┌─ Data for processing

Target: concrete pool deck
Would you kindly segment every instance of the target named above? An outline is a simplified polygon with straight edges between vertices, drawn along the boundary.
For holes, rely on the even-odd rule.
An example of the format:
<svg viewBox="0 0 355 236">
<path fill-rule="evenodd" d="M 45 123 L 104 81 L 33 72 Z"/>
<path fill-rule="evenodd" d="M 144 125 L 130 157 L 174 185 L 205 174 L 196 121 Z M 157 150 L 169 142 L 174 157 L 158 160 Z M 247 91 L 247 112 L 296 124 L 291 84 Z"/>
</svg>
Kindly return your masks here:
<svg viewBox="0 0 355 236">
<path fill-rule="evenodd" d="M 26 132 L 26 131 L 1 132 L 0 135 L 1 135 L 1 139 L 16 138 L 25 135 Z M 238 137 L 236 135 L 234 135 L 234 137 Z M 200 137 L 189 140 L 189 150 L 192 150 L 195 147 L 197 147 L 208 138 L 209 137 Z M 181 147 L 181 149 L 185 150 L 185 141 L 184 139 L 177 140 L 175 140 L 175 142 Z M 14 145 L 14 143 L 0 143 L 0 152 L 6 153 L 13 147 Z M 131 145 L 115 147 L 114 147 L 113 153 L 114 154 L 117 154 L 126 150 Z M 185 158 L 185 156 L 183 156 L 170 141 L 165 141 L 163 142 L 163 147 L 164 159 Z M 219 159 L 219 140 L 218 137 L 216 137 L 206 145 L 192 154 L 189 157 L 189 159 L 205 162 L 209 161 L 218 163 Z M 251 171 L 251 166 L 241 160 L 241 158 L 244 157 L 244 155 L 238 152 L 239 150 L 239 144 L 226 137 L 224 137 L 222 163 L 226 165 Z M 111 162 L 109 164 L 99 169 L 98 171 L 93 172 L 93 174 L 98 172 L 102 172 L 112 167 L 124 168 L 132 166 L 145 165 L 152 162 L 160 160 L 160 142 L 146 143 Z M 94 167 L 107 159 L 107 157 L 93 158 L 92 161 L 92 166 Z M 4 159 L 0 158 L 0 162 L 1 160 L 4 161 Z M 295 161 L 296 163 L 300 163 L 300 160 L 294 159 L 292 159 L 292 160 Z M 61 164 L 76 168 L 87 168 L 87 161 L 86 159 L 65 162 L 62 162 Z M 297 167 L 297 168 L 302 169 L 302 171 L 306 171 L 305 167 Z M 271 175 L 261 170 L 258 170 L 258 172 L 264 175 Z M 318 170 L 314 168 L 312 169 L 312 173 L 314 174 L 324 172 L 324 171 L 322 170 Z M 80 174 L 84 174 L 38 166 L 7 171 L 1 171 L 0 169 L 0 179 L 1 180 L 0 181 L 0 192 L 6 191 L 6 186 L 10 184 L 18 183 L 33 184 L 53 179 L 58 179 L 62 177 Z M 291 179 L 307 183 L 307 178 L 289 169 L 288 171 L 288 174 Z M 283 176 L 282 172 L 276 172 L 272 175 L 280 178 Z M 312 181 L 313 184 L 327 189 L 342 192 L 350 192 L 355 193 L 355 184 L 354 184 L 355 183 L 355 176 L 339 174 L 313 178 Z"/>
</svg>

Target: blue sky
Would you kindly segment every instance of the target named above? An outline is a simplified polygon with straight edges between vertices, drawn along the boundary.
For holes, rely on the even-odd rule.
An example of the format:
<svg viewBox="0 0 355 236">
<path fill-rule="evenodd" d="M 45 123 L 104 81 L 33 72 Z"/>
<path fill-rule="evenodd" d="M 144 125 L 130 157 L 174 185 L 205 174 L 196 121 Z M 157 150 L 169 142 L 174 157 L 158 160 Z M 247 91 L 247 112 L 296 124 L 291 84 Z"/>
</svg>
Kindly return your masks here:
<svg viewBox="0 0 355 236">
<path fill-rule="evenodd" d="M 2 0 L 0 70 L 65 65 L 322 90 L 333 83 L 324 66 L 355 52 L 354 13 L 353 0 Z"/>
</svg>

└─

■ Your task
Could you recast every line of the rows above as a Markdown table with the columns "Line No." and "Content", leaving out blank lines?

■ Task output
| Line No. | Content |
|---|---|
| 1 | Target: concrete pool deck |
| 2 | Would you kindly segment every instance of the target named above? An outline is a simplified polygon with straight edges between vertices, drawn along the boundary. |
| 3 | For holes, rely on the even-odd rule. |
| 4 | An example of the format: |
| 5 | <svg viewBox="0 0 355 236"> |
| 6 | <path fill-rule="evenodd" d="M 45 123 L 104 81 L 33 72 Z"/> |
| 7 | <path fill-rule="evenodd" d="M 144 125 L 130 157 L 174 185 L 205 174 L 196 121 Z M 157 150 L 169 142 L 174 157 L 158 160 Z M 247 91 L 247 112 L 296 124 L 291 84 Z"/> |
| 8 | </svg> |
| 9 | Kindly return your masks here: |
| 10 | <svg viewBox="0 0 355 236"> |
| 11 | <path fill-rule="evenodd" d="M 26 132 L 26 131 L 1 132 L 0 135 L 1 135 L 1 139 L 16 138 L 25 135 Z M 238 137 L 236 135 L 234 135 L 234 137 Z M 200 137 L 189 140 L 189 150 L 192 150 L 195 147 L 197 147 L 208 138 L 209 137 Z M 181 147 L 181 149 L 185 150 L 185 141 L 184 139 L 177 140 L 175 140 L 175 142 Z M 14 145 L 14 143 L 0 143 L 0 152 L 6 153 L 13 147 Z M 131 145 L 115 147 L 114 147 L 113 153 L 114 154 L 117 154 L 126 150 Z M 185 158 L 185 156 L 183 156 L 170 141 L 165 141 L 163 142 L 163 147 L 164 159 Z M 219 159 L 219 140 L 218 137 L 216 137 L 206 145 L 192 154 L 189 157 L 189 159 L 205 162 L 209 161 L 218 163 Z M 251 171 L 251 166 L 241 160 L 241 158 L 244 157 L 244 155 L 238 152 L 239 150 L 239 144 L 226 137 L 224 137 L 222 163 L 226 165 Z M 111 162 L 109 164 L 99 169 L 98 171 L 93 172 L 93 174 L 98 172 L 102 172 L 112 167 L 124 168 L 132 166 L 145 165 L 152 162 L 160 160 L 160 142 L 146 143 Z M 94 167 L 107 159 L 107 157 L 93 158 L 92 161 L 92 166 Z M 4 159 L 0 158 L 0 162 L 1 160 L 4 161 Z M 295 161 L 296 163 L 300 163 L 300 160 L 294 159 L 292 159 L 292 160 Z M 61 164 L 76 168 L 87 168 L 87 161 L 86 159 L 65 162 L 62 162 Z M 297 167 L 297 168 L 302 169 L 302 171 L 306 171 L 305 167 Z M 271 175 L 261 170 L 258 170 L 258 172 L 264 175 Z M 318 170 L 314 168 L 312 169 L 312 173 L 314 174 L 324 172 L 324 171 L 322 170 Z M 80 174 L 84 174 L 38 166 L 7 171 L 1 171 L 0 169 L 0 179 L 1 180 L 0 181 L 0 192 L 6 191 L 6 186 L 10 184 L 18 183 L 33 184 L 53 179 L 58 179 L 62 177 Z M 291 179 L 307 183 L 307 178 L 289 169 L 288 171 L 288 174 Z M 283 176 L 282 172 L 276 172 L 272 175 L 280 178 Z M 312 181 L 313 184 L 327 189 L 342 192 L 350 192 L 355 193 L 355 184 L 354 184 L 355 183 L 355 176 L 339 174 L 313 178 Z"/> |
| 12 | </svg> |
| 13 | Target: blue sky |
| 14 | Would you kindly segment every instance of the target named above? An outline is a simplified polygon with straight edges between vertices, drawn along the boundary. |
| 15 | For holes, rely on the even-odd rule. |
| 16 | An example of the format: |
| 17 | <svg viewBox="0 0 355 236"> |
| 18 | <path fill-rule="evenodd" d="M 45 123 L 104 81 L 33 72 Z"/> |
| 19 | <path fill-rule="evenodd" d="M 144 125 L 130 157 L 174 185 L 205 174 L 196 121 Z M 157 150 L 169 142 L 174 157 L 158 160 Z M 247 91 L 247 112 L 296 124 L 291 84 Z"/> |
| 20 | </svg> |
| 21 | Kindly return your masks here: |
| 22 | <svg viewBox="0 0 355 236"> |
| 23 | <path fill-rule="evenodd" d="M 2 0 L 0 70 L 65 65 L 322 90 L 333 83 L 324 66 L 355 52 L 354 13 L 353 0 Z"/> |
| 24 | </svg> |